→ What is needed
Copy the rows below word for word, from the very first line through the line that contains "[[155, 120], [151, 120], [123, 56]]", including that line. Leave out any pictures.
- - - - - - -
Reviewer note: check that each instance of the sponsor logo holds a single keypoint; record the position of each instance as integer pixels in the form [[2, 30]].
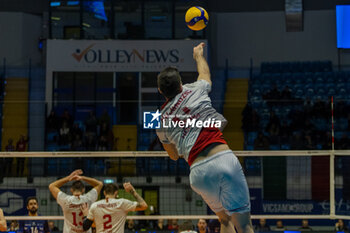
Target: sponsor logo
[[155, 120], [151, 120], [123, 56]]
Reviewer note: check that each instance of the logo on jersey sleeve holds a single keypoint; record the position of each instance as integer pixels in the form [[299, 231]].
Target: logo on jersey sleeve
[[151, 120]]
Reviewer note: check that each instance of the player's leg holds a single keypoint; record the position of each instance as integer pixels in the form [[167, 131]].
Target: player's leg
[[227, 225], [234, 194], [242, 222]]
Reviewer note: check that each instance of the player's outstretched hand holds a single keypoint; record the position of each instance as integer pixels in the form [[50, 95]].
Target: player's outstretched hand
[[198, 50], [75, 177], [77, 172], [85, 209], [128, 187]]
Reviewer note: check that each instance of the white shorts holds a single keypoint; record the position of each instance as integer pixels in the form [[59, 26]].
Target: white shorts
[[220, 181]]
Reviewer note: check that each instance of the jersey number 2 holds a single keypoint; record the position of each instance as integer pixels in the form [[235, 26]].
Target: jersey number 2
[[75, 218], [106, 224]]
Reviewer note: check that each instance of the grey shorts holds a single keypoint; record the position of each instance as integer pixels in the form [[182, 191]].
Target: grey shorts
- - - - - - -
→ Full solution
Reviewer note: check that each instance of the sponsor logo holds a single keypoint; record the position of each instance as integer pixels in the form [[2, 30]].
Target: sponsor logo
[[155, 120], [151, 120], [123, 56]]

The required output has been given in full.